--- Directives ---
(a) Decide whether each statement agrees with the passage on Van Halen's 1984. Answer yes or no for each, and quote the words of the passage that decide it: (i) "Jump" held the No. 1 spot for five weeks. (ii) Diver Down was made up mostly of original material. (iii) The album opens with Eddie Van Halen's guitar.
(b) In the passage on Van Halen's 1984, what is the name of the home studio where the band made the album?
(c) Pick up the passage on Van Halen's 1984 right after its final sentence and keep writing.

--- Excerpt provided ---

════════════════

Van Halen 1984Peak position: #2


  • “Jump” (No. 1)
  • “I’ll Wait” ( No. 13)
  • “Panama” (No. 13)
  • “Hot for Teacher” (No. 56)

When the year 1984 came, the world suddenly found itself in the future. The year George Orwell’s dystopian novel took place was finally upon us, and the music seemed futuristic as well; groups like A Flock of Seagulls and the Human League were using synthesizers in their music, and rock was taking a decidedly pop turn with the British Invasion hitting American shores.

The hard rock group Van Halen decided to embrace this future along with everyone else; after Diver Down, the band’s hard-hitting album of mostly cover tunes, was cooly received by critics, guitarist Eddie Van Halen decided it was time to turn to original material and give it a decidedly pop sound. He and his bandmates retreated to Eddie’s newly built home studio, 5150, and created what would become one of the year’s biggest albums.

The aptly-titled 1984 is a turning point for Van Halen; it’s the album that signaled a transition from classic hard rock to album-oriented rock and even pop music. Eddie’s signature guitar can’t be heard until a full two minutes into the album. The title track opens the album, and it’s all synthesizers. Synthesizers are also the driving force behind the band’s monster smash, “Jump,” which stayed at No. 1 for five weeks. And “I’ll Wait,” another single, features mostly synths.

════════════════

--- Supplied entries ---
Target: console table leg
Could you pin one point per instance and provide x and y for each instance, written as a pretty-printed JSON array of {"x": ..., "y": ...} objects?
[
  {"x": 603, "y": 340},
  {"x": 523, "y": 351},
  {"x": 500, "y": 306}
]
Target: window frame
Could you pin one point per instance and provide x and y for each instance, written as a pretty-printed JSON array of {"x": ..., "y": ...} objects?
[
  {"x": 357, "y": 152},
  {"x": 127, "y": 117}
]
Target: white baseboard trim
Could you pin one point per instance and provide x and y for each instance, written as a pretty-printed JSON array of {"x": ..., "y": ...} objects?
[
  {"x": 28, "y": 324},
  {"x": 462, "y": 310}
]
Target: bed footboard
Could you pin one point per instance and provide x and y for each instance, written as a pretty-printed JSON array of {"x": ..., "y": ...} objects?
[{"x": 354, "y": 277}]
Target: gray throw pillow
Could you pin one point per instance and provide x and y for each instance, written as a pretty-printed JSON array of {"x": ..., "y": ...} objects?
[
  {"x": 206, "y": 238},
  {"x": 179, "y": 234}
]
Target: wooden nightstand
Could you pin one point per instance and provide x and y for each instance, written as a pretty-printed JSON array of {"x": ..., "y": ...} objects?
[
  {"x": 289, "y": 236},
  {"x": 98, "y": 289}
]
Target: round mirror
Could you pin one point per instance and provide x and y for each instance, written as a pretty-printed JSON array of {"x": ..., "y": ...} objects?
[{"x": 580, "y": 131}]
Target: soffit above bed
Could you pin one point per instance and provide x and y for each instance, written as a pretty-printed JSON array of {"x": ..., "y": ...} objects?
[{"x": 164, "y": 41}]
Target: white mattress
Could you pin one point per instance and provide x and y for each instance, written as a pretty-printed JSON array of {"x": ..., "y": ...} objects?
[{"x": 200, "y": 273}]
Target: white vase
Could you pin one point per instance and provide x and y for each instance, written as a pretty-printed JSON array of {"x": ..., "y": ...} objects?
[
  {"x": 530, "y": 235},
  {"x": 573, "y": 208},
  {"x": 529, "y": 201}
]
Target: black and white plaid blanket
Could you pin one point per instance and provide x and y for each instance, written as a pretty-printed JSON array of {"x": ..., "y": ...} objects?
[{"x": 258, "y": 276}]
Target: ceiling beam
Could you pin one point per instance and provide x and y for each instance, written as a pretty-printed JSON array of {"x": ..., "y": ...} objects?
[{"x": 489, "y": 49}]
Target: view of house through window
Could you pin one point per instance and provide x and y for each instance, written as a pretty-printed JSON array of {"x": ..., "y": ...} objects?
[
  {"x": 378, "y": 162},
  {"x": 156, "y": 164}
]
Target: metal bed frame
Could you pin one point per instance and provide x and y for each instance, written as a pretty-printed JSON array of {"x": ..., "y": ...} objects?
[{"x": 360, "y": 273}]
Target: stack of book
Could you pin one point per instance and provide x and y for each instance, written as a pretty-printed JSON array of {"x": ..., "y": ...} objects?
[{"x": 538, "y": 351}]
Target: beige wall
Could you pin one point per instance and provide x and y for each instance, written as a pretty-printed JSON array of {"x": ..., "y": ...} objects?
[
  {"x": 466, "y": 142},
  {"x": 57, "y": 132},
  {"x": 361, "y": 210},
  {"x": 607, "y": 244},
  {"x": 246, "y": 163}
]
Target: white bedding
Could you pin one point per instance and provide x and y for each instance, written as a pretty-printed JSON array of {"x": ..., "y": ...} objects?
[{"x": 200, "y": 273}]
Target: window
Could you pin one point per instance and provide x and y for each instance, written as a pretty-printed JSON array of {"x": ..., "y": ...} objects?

════════════════

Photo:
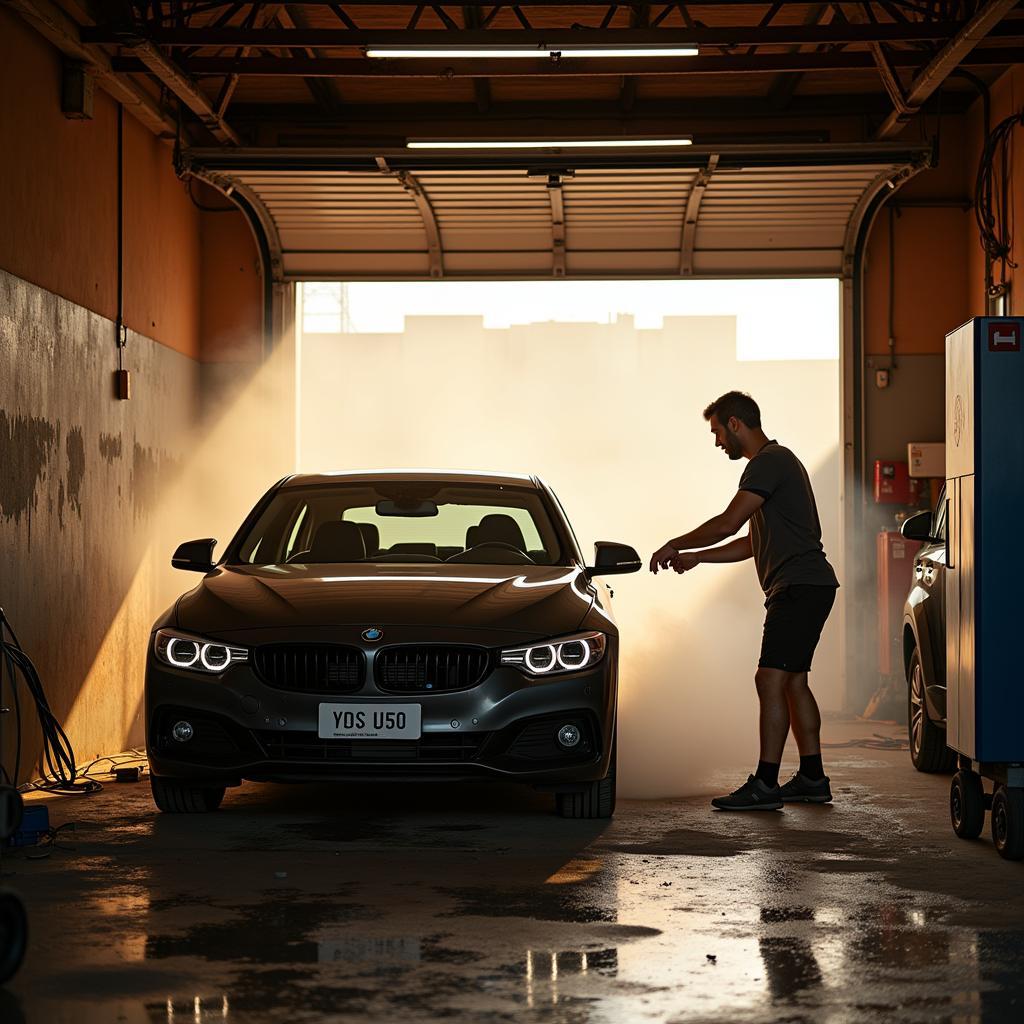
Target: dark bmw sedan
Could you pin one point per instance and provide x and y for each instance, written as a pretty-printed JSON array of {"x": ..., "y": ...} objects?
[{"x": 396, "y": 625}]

════════════════

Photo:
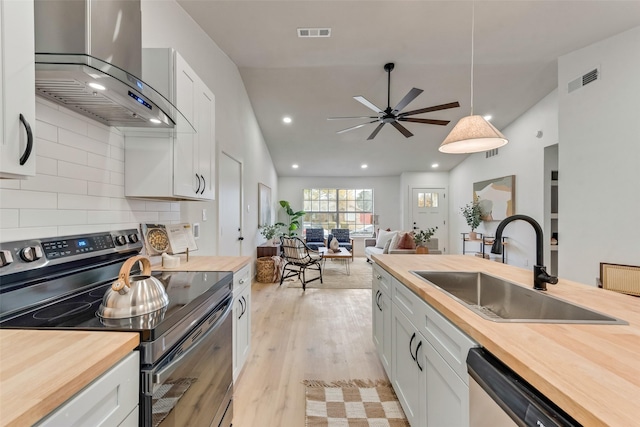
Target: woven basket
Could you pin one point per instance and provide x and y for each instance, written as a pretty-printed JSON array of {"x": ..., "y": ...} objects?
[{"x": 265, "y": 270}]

════════════════

--- Responses to the exercise ---
(a)
(i) Yes: "which stayed at No. 1 for five weeks."
(ii) No: "the band’s hard-hitting album of mostly cover tunes"
(iii) No: "Eddie’s signature guitar can’t be heard until a full two minutes into the album."

(b) 5150

(c)
But classic Van Halen fans weren’t disappointed. The driving sounds of “Panama” and “Hot for Teacher” are more than satisfying, as lead singer David Lee Roth’s sophomoric lyrics give them a casual, almost novelty sound. Eddie’s advanced guitar acrobatics are better than ever, and his brother Alex propels many tracks with frenetic drum beats.

What keeps 1984 from being a truly great album is the lack of musical ideas. Aside from the catchy keyboard riff of “Jump” and the choruses to “Panama” and “I’ll Wait,” the songs are two-dimensional, focusing only on Eddie’s guitar playing and Roth’s annoying midwestern accent.

1984 was a transition in other ways. It was the last album with the classic VH lineup, as Roth quit a year later, replaced by Sammy Hagar. The band’s next album, 5150, would continue the band down the rock/pop path and propel them to superstardom. In that way, the year 1984 was more of an artifact, as the band had many surprises up its sleeve on subsequent albums.